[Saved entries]
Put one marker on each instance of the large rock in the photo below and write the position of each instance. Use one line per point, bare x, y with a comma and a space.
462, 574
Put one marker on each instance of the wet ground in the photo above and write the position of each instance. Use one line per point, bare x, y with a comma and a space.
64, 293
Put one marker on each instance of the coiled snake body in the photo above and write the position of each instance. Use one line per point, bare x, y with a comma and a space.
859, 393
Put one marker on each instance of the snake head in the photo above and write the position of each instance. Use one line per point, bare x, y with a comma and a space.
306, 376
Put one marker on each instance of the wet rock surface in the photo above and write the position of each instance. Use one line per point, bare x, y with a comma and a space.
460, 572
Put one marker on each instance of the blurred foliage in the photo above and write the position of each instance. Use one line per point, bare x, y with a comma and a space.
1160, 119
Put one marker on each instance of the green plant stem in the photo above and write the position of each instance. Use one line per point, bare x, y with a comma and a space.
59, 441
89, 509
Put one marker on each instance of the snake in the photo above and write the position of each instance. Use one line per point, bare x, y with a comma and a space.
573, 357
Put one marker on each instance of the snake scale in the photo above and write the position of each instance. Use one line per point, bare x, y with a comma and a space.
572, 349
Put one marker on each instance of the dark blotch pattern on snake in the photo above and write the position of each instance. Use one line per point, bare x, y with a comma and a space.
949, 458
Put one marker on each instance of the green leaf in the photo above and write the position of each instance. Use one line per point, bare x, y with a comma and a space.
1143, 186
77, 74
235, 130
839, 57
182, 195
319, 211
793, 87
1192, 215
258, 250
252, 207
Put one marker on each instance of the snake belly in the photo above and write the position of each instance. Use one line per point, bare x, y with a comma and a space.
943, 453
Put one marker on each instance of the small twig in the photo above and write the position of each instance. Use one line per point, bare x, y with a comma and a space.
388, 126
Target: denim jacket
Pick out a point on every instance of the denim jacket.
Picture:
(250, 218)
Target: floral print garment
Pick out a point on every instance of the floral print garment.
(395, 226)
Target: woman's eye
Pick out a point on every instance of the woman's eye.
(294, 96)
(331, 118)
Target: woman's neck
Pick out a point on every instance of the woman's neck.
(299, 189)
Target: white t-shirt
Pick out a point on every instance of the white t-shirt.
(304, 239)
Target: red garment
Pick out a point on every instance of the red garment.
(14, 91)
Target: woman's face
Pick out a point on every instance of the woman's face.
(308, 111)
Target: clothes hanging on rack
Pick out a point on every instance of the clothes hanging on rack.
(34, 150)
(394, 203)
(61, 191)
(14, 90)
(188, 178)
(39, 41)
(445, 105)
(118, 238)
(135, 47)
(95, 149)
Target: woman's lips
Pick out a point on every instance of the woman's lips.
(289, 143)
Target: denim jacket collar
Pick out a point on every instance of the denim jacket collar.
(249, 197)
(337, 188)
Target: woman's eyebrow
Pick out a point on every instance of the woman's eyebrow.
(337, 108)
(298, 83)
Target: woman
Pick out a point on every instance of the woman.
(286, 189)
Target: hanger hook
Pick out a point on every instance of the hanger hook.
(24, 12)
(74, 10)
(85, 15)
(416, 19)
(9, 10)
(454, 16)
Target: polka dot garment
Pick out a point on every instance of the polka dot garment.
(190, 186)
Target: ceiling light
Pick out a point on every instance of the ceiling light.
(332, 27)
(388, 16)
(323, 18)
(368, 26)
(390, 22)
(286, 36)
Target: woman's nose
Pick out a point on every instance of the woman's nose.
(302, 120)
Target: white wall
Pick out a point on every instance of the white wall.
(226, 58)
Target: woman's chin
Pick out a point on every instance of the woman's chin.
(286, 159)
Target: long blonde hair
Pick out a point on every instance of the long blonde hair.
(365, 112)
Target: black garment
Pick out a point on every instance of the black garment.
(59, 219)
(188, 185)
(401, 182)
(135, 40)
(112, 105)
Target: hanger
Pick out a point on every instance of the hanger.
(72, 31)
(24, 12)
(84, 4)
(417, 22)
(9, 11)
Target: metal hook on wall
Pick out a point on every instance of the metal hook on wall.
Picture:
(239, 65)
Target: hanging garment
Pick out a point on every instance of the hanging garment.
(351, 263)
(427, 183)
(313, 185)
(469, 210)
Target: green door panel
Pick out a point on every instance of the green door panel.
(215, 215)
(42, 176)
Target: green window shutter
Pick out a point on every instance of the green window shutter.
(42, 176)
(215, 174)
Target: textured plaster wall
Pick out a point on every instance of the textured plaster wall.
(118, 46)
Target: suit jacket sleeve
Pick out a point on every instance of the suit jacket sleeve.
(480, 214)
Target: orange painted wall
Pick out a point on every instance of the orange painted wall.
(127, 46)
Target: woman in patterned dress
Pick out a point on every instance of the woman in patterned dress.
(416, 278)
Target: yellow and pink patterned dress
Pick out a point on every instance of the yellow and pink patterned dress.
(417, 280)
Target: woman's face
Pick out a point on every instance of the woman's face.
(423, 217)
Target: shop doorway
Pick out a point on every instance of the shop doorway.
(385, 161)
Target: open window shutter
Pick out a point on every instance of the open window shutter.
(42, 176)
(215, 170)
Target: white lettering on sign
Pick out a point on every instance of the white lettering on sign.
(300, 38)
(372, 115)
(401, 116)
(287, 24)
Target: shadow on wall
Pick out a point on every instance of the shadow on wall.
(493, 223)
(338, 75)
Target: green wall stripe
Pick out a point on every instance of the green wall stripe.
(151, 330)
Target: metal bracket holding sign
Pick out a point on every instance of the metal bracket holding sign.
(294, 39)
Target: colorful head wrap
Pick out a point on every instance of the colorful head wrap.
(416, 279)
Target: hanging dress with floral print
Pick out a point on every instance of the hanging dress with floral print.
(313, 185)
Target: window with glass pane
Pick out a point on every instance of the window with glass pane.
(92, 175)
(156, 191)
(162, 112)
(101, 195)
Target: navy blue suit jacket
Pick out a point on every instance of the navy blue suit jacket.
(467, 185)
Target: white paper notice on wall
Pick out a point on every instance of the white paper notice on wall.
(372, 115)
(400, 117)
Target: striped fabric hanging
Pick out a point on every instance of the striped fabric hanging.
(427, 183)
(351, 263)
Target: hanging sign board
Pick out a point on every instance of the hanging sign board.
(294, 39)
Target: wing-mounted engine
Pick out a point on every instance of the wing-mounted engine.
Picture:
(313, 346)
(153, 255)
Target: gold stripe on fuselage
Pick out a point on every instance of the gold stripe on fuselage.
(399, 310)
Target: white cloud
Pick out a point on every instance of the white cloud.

Exercise aim – Please transcribe only the lines in the records above running from the line that has "Target: striped fabric hanging" through the line that has "Target: gold stripe on fuselage", both included, exactly as they appear.

Response to the exercise –
Target: striped fabric hanging
Pick out a point on every instance of the striped fabric hanging.
(427, 183)
(351, 263)
Target: hanging sign board
Pick out a point on every instance of the hanging sign board.
(294, 39)
Target: wing-mounted engine
Pick out a point on every instance of the wing-mounted engine.
Picture:
(313, 346)
(153, 255)
Target: gold stripe on fuselage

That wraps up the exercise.